§ INSTRUCTIONS TO FOLLOW: Transcribe the Bruins playoff article word for word between "2009-10: 91 points, 6th" and "loss this season.", inclusive.

§ PROVIDED PASSAGE:
-- Opening Marker --

It's not unheard of to overcome a 2-0 deficit in the Stanley Cup playoffs, however, losing those first two at home carries a certain sting that road losses wouldn't, and the Boston Bruins certainly have to be concerned heading into a Game 3 in Montreal on Monday night.
Of course, they've been on the other side of this. We all remember their epic 3-0 second-round series lead last season that turned into one of the biggest meltdowns in sports -- not just hockey -- history. So perhaps that sort of experience can tell them that no lead is insurmountable, and in theory, it's true. But the Bruins aren't in a position any team wants to be in.
The common wisdom in playoff hockey is that a series hasn't really begun until the home team drops a game. Well, what happens when the home team drops BOTH game and has to go into the opposing barn? Being the home team has a tactical advantage by having the final line change and also knowing the idiosyncracies of the rink's boards. That's why all but four teams had more wins at home than on the road in this past NHL season (funny enough, two of those team -- the Detroit Red Wings and Phoenix Coyotes -- are squaring off in a series).
Heading into Montreal, Boston is already facing a disadvantage. With three of the next five played in Montreal, it's not going to be easy. Boston's offense has gone south, and barring a minor miracle, things aren't looking up.
Let's go out on a not-too-far limb here and assume that Boston's slow start kills them for the series. That means that Claude Julien's record as Bruins coach is as follows:
2010-11: 103 points, 3rd place (Northeast Division champs)
2009-10: 91 points, 6th place
2008-09: 116 points, 1st place (Northeast Division champs)
2007-08: 94 points, 8th place
In today's NHL, four straight playoff appearances with two division championships is a pretty good track record. And yet, that includes two second round-losses, one first-round loss, and another potential first-round loss this season.

-- Closing Marker --

[Dataset entries]
-- Opening Marker --

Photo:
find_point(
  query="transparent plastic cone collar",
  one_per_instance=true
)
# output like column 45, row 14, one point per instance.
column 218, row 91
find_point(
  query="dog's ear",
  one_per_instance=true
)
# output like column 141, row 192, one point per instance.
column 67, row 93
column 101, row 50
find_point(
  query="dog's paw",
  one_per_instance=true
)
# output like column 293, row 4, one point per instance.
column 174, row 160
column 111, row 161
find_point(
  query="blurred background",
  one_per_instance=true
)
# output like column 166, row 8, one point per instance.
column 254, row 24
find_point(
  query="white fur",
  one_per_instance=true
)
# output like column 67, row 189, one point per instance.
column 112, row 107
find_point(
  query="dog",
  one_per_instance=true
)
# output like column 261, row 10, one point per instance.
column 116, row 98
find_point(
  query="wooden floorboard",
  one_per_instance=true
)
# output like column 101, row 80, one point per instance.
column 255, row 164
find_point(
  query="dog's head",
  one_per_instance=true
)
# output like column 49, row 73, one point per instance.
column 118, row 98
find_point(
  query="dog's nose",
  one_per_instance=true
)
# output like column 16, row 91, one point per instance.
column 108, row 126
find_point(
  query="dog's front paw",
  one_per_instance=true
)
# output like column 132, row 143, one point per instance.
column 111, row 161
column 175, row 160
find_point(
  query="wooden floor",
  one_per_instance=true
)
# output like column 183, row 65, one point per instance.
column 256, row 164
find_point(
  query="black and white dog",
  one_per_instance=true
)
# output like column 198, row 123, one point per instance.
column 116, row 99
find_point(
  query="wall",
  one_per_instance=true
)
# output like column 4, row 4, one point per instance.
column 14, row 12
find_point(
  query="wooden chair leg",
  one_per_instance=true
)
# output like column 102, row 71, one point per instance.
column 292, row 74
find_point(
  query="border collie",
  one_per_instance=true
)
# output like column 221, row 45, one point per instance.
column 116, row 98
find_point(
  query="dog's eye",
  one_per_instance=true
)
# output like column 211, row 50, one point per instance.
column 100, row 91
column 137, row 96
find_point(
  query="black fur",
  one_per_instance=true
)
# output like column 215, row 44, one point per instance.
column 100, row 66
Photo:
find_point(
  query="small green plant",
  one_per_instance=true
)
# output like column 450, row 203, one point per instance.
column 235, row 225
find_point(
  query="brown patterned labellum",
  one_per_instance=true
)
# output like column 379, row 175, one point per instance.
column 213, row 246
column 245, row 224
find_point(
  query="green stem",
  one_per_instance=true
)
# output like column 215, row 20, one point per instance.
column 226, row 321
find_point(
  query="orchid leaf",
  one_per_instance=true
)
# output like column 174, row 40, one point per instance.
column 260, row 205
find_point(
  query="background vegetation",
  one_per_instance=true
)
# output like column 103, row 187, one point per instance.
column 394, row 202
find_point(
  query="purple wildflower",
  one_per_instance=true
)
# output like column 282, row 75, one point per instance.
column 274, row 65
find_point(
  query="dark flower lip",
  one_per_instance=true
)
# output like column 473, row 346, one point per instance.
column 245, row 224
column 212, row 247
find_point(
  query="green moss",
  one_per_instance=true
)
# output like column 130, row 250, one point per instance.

-- Closing Marker --

§ RESPONSE:
2009-10: 91 points, 6th place
2008-09: 116 points, 1st place (Northeast Division champs)
2007-08: 94 points, 8th place
In today's NHL, four straight playoff appearances with two division championships is a pretty good track record. And yet, that includes two second round-losses, one first-round loss, and another potential first-round loss this season.